• TASK ITEM
Repeat each record below exactly, omitting whatever pictures appear in it.

• DATA EXTRACTS
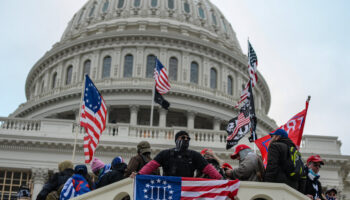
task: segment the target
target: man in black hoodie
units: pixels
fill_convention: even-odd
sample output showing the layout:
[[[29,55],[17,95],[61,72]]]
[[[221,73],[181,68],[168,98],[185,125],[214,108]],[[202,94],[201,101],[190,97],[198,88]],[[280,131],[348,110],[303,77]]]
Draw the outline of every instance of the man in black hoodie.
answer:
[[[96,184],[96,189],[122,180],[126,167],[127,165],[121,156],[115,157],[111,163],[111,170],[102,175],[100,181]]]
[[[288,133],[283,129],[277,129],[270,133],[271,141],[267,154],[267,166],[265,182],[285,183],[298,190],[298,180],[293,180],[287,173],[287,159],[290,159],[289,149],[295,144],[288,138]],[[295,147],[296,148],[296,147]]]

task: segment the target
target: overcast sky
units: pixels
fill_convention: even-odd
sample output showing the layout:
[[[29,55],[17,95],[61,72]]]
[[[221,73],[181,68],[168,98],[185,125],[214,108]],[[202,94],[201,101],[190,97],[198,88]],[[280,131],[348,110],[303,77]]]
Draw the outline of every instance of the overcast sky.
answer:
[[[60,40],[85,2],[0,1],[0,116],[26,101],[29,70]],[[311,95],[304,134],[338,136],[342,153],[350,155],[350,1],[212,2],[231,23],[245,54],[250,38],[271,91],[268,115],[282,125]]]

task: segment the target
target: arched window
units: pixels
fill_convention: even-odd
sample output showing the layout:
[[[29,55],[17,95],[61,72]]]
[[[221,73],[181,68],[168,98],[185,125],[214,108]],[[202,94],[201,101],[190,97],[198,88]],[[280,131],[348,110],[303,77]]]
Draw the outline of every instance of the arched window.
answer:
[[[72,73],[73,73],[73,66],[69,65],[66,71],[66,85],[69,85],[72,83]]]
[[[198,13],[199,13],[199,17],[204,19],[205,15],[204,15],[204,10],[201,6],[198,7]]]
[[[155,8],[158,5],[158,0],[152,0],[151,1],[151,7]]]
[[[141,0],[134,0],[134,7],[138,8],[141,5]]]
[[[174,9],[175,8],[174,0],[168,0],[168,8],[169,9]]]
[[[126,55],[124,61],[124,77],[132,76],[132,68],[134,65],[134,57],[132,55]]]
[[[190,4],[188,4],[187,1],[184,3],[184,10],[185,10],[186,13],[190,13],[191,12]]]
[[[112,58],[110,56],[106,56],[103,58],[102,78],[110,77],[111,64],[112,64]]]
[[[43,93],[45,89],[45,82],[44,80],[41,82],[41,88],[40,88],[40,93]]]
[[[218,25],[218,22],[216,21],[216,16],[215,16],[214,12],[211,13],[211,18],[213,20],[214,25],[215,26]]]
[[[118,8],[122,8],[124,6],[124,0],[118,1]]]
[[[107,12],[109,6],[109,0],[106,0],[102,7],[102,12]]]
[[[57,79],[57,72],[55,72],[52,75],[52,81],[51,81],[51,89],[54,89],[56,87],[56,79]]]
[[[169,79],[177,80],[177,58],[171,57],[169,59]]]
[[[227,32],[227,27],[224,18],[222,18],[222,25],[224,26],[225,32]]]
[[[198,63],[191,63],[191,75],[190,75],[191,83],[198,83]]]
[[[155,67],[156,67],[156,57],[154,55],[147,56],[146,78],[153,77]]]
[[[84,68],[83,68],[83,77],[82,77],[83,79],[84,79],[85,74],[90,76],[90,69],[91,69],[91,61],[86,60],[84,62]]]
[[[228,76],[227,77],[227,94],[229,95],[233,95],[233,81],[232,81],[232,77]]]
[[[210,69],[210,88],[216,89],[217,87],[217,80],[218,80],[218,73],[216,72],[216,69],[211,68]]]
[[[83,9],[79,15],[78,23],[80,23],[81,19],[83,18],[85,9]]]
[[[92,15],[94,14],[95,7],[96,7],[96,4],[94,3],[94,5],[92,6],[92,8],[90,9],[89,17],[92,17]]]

• RESPONSE BELOW
task: segment the target
target: man in black hoodie
units: pixels
fill_convention: even-odd
sample output showing the layout:
[[[29,55],[17,95],[61,72]]]
[[[221,73],[181,68],[168,98],[185,125],[214,108]],[[202,94],[201,101],[190,97],[198,88]],[[280,131],[348,110],[303,77]]]
Draw the outline of every instance of the man in black hoodie.
answer:
[[[96,184],[96,189],[122,180],[126,167],[127,165],[121,156],[115,157],[111,163],[111,170],[102,175],[100,181]]]
[[[288,133],[283,129],[277,129],[270,133],[271,141],[267,154],[267,166],[265,182],[285,183],[298,190],[298,180],[293,180],[287,173],[287,159],[290,159],[289,149],[295,144],[288,138]],[[295,147],[296,148],[296,147]]]

task: segment the target
target: overcast sky
units: pixels
fill_convention: even-odd
sample output showing the layout:
[[[29,55],[17,95],[61,72]]]
[[[221,73],[181,68],[168,98],[185,125],[214,108]],[[202,94],[201,101],[190,97],[198,88]],[[280,131],[348,110],[303,77]]]
Draw the outline of every instance of the overcast sky.
answer:
[[[60,40],[85,2],[0,1],[0,116],[26,101],[29,70]],[[311,95],[304,134],[338,136],[342,153],[350,155],[350,1],[212,2],[231,23],[245,54],[250,38],[271,91],[268,115],[282,125]]]

task: segment the target
target: arched window
units: pixels
fill_convention: even-odd
sample output showing the layout:
[[[29,55],[17,95],[61,72]]]
[[[221,73],[181,68],[168,98],[185,125],[214,108]],[[202,94],[201,101],[190,97],[198,88]],[[280,131],[348,110],[303,77]]]
Draw the outline of every instance of the arched window.
answer:
[[[72,73],[73,73],[73,66],[69,65],[66,71],[66,85],[69,85],[72,83]]]
[[[198,13],[199,13],[199,17],[204,19],[205,15],[204,15],[204,10],[201,6],[198,7]]]
[[[155,8],[158,5],[158,0],[152,0],[151,1],[151,7]]]
[[[141,0],[134,0],[134,7],[138,8],[141,5]]]
[[[174,9],[175,8],[174,0],[168,0],[168,8],[169,9]]]
[[[126,55],[124,61],[124,77],[132,76],[132,68],[134,65],[134,57],[132,55]]]
[[[190,4],[188,4],[187,1],[184,3],[184,10],[185,10],[186,13],[190,13],[191,12]]]
[[[112,58],[110,56],[106,56],[103,58],[102,78],[110,77],[111,64],[112,64]]]
[[[43,93],[45,89],[45,82],[44,80],[41,82],[41,88],[40,88],[40,93]]]
[[[218,25],[218,22],[216,21],[216,16],[215,16],[214,12],[211,13],[211,18],[213,20],[214,25],[215,26]]]
[[[118,8],[122,8],[124,6],[124,0],[118,1]]]
[[[107,12],[109,6],[109,0],[106,0],[102,7],[102,12]]]
[[[57,79],[57,72],[55,72],[52,75],[52,81],[51,81],[51,89],[54,89],[56,87],[56,79]]]
[[[169,79],[177,80],[177,58],[171,57],[169,59]]]
[[[227,32],[227,27],[224,18],[222,18],[222,25],[224,26],[225,32]]]
[[[198,63],[191,63],[191,75],[190,75],[191,83],[198,83]]]
[[[155,67],[156,67],[156,57],[154,55],[147,56],[146,78],[153,77]]]
[[[84,68],[83,68],[83,77],[82,77],[83,79],[84,79],[85,74],[90,76],[90,69],[91,69],[91,61],[86,60],[84,62]]]
[[[228,76],[227,77],[227,94],[229,95],[233,95],[233,81],[232,81],[232,77]]]
[[[210,69],[210,88],[216,89],[217,87],[217,80],[218,80],[218,73],[216,72],[216,69],[211,68]]]
[[[83,9],[79,15],[78,23],[80,23],[81,19],[83,18],[85,9]]]
[[[92,15],[94,14],[95,7],[96,7],[96,4],[94,3],[94,5],[92,6],[92,8],[90,9],[89,17],[92,17]]]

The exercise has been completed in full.